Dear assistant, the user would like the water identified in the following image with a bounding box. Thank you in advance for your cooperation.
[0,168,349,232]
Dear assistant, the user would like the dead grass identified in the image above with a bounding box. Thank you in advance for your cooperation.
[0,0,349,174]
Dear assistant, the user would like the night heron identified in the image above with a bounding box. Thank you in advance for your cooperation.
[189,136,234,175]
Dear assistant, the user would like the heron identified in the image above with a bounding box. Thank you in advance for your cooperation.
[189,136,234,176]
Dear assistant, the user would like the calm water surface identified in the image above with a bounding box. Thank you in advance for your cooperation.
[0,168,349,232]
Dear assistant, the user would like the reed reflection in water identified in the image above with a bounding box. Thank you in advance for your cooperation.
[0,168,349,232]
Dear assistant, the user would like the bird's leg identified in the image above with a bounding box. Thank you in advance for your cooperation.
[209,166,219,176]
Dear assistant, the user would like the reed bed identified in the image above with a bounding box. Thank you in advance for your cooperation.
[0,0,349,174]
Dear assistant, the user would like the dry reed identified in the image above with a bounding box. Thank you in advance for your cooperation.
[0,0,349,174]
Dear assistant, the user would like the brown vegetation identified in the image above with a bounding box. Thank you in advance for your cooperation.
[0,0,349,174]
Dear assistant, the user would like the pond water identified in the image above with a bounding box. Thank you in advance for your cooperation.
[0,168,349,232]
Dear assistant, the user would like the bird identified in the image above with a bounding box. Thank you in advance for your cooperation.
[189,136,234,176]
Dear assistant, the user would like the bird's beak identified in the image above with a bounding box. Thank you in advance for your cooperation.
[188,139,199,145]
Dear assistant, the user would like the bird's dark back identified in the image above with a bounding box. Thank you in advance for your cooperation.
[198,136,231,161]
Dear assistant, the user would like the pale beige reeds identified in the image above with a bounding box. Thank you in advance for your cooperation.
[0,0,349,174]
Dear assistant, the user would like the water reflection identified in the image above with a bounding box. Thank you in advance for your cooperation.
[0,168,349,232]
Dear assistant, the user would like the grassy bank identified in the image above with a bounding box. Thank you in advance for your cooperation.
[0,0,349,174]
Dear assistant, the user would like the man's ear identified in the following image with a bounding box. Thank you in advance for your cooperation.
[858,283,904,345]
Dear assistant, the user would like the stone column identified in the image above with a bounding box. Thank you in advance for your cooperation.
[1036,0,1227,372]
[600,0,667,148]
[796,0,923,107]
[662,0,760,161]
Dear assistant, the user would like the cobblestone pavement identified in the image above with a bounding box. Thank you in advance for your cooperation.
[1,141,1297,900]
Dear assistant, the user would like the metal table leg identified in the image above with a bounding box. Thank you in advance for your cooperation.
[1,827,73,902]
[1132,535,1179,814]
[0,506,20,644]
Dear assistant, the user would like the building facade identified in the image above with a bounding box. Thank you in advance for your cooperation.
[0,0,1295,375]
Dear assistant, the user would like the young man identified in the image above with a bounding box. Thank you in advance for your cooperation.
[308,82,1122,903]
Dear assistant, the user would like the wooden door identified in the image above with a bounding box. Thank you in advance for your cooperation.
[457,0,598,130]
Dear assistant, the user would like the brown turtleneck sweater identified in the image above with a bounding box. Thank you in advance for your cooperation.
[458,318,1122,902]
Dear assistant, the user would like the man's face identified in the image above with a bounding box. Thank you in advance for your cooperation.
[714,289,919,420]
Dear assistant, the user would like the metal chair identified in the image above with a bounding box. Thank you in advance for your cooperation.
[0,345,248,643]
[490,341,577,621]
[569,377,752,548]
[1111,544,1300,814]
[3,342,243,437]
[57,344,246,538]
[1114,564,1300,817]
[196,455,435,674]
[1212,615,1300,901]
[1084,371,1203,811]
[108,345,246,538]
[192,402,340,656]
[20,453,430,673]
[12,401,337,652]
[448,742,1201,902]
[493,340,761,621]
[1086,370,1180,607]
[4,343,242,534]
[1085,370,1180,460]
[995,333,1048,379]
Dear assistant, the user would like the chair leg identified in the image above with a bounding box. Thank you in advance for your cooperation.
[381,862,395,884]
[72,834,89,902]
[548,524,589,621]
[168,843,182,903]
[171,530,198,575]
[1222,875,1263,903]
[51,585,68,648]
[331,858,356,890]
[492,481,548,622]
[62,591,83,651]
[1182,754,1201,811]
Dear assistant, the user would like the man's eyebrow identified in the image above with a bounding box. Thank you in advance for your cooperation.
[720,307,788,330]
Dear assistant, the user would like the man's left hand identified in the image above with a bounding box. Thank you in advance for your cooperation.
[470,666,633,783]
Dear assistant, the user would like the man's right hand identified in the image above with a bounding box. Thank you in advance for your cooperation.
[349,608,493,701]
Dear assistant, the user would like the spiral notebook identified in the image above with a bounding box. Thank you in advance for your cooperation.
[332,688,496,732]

» Exercise prompt
Once you have read the entries, reproduce each one exactly.

» Exercise answer
Dear assistant, the user would like the water identified in the following image with a bounding box. Thank you in advance for your cooperation.
[0,168,349,232]
Dear assistant, the user would like the dead grass identified in the image above with a bounding box. Thank you in advance for your cooperation.
[0,0,349,174]
Dear assistant, the user would like the night heron identified in the image above with a bounding box. Thank you in advance for your cooperation.
[189,136,234,175]
Dear assistant, the user would like the heron identified in the image above with a bounding box. Thank you in advance for your cooperation.
[189,136,234,176]
Dear assistant, the user would like the calm water surface identified in the image above with a bounding box. Thank you in advance for your cooperation.
[0,168,349,232]
Dear assistant, the user would like the reed reflection in water identified in the image above with a bounding box. Thank you in advance for your cooperation.
[0,168,349,232]
Dear assistant, the user would like the bird's leg identified in the image above with a bounding box. Thank you in advance for your cooperation.
[209,166,219,176]
Dear assistant, the user would like the reed bed identified in the image above with a bounding box. Thank you in advance for your cooperation.
[0,0,349,174]
Dear assistant, the user would like the dry reed identified in the image above with a bounding box. Thank you in advance for your cooperation.
[0,0,349,174]
Dear assistant, the user would like the brown vegetation identified in the image above with a bounding box. Thank you in advance for your cooperation.
[0,0,349,174]
Dear assistant, the user would like the pond water identified in the image above with a bounding box. Thank you in advance for your cooperation.
[0,168,349,232]
Dear assistant, the user would like the bird identified in the image above with a bounding box. Thank you in advance for your cooperation.
[189,136,234,176]
Dear assistant, the user would like the bird's beak identified in the image above with a bounding box. Thank you in advance for your cooperation.
[188,139,199,145]
Dear assistant, the user would like the bird's dark back identified in the image above with a bounding box. Thank you in advance for your cooperation.
[198,136,231,161]
Dear assistant, the user would like the pale beige reeds identified in the image above with a bounding box. Thank you in advance for your cooperation.
[0,0,349,174]
Dear assistant, the user would like the water reflection identified in the image above with a bounding box. Thank you in advance for your cooperation.
[0,168,349,232]
Dear assistant, the user would like the grassy bank identified in the image above with a bounding box. Thank you in advance for your cooperation.
[0,0,349,174]
Dear assistant, the user would like the man's ear identified in the following image with a bounding box. Thank you in advance for your cooperation.
[858,283,904,345]
Dear assistant, the user would like the stone column identified in the image above with a bounding box. Thank you in advance for your cooperation.
[1036,0,1227,372]
[600,0,667,148]
[796,0,923,107]
[662,0,760,161]
Dear assistant, the user would like the cobblestone pavement identified in the image above with a bounding box. Thank you in advance for your cooperation.
[1,141,1297,900]
Dear assistant, the user would like the metal table leg identified in the image above with a bounding box. Thank you in advance for your cooperation.
[1,827,73,902]
[1132,535,1179,814]
[0,506,20,644]
Dear assistant, the user would like the building facade identified in the image above with a bounding box. Thank you in advance for your cooperation.
[0,0,1295,375]
Dear assistant, the user would like the young man identified in the image above with a bounding box. Thank you in advance for your cooperation.
[308,82,1122,903]
Dear assistant, the user would like the wooden door identified in the image above with a bounding box. Thank you in advance for your cooperation.
[457,0,598,130]
Dear assistant, the user would like the brown turtleneck sweater identified in the image above with a bounding box. Thank you in advance for your cooperation.
[458,318,1122,902]
Dear assistant, the user would like the man's face identified in the image above with a bounding box. Thank you in advance for your cooperation.
[714,289,919,420]
Dear assistant, the user would like the metal chair identified in the image above with a bounding box. Thank you in advance for your cooperation.
[0,345,248,643]
[490,341,577,621]
[569,377,752,548]
[1111,544,1300,814]
[3,342,243,437]
[57,344,246,538]
[1114,564,1300,817]
[196,455,435,674]
[1212,615,1300,901]
[1084,371,1203,811]
[108,345,246,538]
[192,402,340,656]
[20,453,430,673]
[12,401,337,652]
[448,742,1201,902]
[493,340,761,621]
[1086,370,1180,607]
[4,343,242,534]
[1085,370,1180,460]
[995,333,1048,379]
Dear assistant, the user would like the chair leg identified in the image above with a bounding box. Thank you in advance for your cooperation.
[381,862,395,884]
[72,834,89,902]
[548,524,589,621]
[168,843,182,903]
[171,530,198,575]
[1222,875,1263,903]
[51,585,68,648]
[331,858,356,890]
[492,481,548,622]
[62,591,83,651]
[1182,754,1201,811]
Dear assistant, the user would like the man's eyebrow identified in the image above with a bounding box. Thank you in advance for your cooperation.
[720,307,788,330]
Dear assistant, the user would like the man's left hand identified in the image above with a bounding box. Thank you in advance for your cooperation.
[470,666,633,783]
Dear assistant, the user would like the man's right hand identified in the image above with a bounding box. Thank you in advance for your cooperation.
[349,608,493,701]
Dear assistant, the user would like the spiral notebook identified in the image above with a bounding box. Thank you in advance for your cooperation.
[332,688,496,732]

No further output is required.